▶ Task item
From the listing below, copy only the lines from the line that contains "Each <instance> block" to the line that contains "positive clicks: (1172, 574)", counting those two lines as part of the copy.

▶ Entries shown
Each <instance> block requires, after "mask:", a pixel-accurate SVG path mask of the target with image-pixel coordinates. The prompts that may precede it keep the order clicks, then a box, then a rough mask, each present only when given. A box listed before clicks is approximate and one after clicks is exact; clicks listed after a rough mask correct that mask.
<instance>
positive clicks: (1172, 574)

--

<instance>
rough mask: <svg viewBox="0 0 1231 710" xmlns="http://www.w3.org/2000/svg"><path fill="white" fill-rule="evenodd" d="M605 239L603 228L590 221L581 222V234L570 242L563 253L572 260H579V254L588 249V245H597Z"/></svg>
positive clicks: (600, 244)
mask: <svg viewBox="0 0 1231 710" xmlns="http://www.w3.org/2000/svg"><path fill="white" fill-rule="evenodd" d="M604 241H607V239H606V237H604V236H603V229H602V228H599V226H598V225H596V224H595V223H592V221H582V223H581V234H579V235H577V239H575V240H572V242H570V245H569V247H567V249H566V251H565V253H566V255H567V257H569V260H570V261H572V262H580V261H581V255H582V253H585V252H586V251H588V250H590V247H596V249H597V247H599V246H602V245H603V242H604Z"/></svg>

* * *

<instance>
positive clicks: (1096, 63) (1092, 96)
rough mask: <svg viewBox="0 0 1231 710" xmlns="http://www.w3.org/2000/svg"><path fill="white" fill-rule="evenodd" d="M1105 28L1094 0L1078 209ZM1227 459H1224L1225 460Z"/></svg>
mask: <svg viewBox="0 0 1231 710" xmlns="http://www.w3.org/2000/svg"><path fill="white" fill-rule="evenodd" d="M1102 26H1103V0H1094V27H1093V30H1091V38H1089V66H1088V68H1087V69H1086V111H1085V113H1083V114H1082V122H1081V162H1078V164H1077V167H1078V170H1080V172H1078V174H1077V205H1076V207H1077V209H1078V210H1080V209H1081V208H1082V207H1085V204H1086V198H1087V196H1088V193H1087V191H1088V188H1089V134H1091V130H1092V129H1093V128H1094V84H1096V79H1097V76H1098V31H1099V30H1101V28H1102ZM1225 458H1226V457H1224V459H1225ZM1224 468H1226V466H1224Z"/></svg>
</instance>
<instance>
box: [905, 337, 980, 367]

▶ Completed task
Each <instance> block requires, after "mask:", a pixel-accurate SVG path mask of the target with image-pixel coordinates. The prompts that may precede it keep the order clicks, then a box, then a rough mask, each present only when given. A box listed before clicks is approximate and one after clicks is exact; clicks listed after a rough mask correct that mask.
<instance>
positive clicks: (1172, 574)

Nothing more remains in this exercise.